What to do:
1. Reproduce the passage on banana disease from "Cavendish bananas are" up to and including "billion, he said.", swapping "cultivar" for "variety".
2. In the passage on banana disease, what share of the bananas produced in the world do Cavendish varieties make up?
3. Write what follows the last sentence of the passage on banana disease.

Extract to read:
Tropical Race 4 (TR4) of Fusarium wilt (aka Panama disease), attacks Cavendish varieties, which comprises 45 percent of the bananas that are produced in the world, said Randy Ploetz, a professor of plant pathology at UF/FAS Tropical Research and Education Center. The disease kills plants and is very difficult to control, he said. "Fusarium wilt has been a destructive problem for well over a century. Race 1 was responsible for the demise of the first export trades of bananas," Ploetz said. "Recently, TR4 moved from Southeast Asia to the Middle East and Africa."
Cavendish bananas are very resistant to race 1 but not TR4, Ploetz said. There is no other cultivar of banana to replace Cavendish if TR4 hits the Americas, Ploetz said. In 2011, combined global production of bananas was 145 million tons worldwide, with a gross production value of $44 billion, he said.
According to the Food and Agricultural Organization of the United Nations, in 2007 the United States imported 4,003,801 tons of bananas, or 25 percent of the world total. "The banana is arguably the world's most important fruit crop," Ploetz said.

Records supplied:
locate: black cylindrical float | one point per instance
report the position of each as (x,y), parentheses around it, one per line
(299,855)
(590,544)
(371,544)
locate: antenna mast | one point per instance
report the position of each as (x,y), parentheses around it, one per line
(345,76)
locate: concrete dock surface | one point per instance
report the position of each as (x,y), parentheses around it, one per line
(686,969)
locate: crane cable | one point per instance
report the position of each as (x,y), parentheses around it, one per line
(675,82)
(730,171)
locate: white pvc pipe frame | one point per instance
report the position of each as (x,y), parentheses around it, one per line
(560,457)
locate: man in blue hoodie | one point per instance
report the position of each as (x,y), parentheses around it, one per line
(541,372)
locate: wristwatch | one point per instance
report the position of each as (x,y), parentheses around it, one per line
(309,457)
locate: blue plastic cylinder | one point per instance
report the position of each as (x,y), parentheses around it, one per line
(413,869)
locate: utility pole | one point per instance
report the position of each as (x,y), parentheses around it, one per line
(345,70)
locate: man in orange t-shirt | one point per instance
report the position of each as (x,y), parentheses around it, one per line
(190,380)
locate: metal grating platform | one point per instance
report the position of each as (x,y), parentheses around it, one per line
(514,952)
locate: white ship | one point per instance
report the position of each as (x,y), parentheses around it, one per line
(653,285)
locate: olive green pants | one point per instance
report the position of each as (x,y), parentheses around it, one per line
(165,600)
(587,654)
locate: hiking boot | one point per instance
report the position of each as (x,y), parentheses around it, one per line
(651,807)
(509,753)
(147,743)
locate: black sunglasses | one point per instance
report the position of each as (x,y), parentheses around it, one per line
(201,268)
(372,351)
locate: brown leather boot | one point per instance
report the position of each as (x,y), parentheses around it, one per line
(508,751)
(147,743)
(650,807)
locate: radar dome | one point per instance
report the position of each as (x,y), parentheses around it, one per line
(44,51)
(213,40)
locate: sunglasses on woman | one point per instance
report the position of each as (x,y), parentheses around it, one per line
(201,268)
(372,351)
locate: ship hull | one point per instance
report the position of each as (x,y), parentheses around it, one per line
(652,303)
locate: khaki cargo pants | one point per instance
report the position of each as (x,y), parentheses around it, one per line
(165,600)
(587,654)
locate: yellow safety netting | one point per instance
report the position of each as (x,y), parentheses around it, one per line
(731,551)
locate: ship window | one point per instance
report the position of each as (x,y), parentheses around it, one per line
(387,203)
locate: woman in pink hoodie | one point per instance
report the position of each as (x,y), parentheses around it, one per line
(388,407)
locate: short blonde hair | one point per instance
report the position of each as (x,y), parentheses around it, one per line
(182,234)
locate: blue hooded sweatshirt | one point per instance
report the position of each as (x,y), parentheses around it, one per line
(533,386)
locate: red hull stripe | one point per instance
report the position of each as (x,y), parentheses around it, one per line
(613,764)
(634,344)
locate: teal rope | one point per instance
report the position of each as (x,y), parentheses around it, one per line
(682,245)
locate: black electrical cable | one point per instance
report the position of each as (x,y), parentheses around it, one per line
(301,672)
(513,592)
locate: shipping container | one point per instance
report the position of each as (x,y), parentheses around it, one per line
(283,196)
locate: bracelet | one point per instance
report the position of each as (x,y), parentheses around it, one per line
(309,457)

Answers below:
1.
Cavendish bananas are very resistant to race 1 but not TR4, Ploetz said. There is no other variety of banana to replace Cavendish if TR4 hits the Americas, Ploetz said. In 2011, combined global production of bananas was 145 million tons worldwide, with a gross production value of $44 billion, he said.

2. 45 percent

3.
Reports of TR4 have been documented in Jordan, Lebanon, Oman, Pakistan and Mozambique, Ploetz said. "It's not in the Americas yet, but if it moved from Southeast Asia to Africa and the Middle East, then a jump from these areas to the Americas is certainly possible," he said.
Researchers speculate that TR4 spread via Southeast Asian workers who helped establish banana plantations in other parts of the world, Ploetz said. "We are not sure how, but we believe that these workers transported the pathogen with them."
The only way to manage TR4 is to develop resistant bananas, Ploetz said. "Meanwhile, there is no cultural, physical, or biological treatments to manage TR4."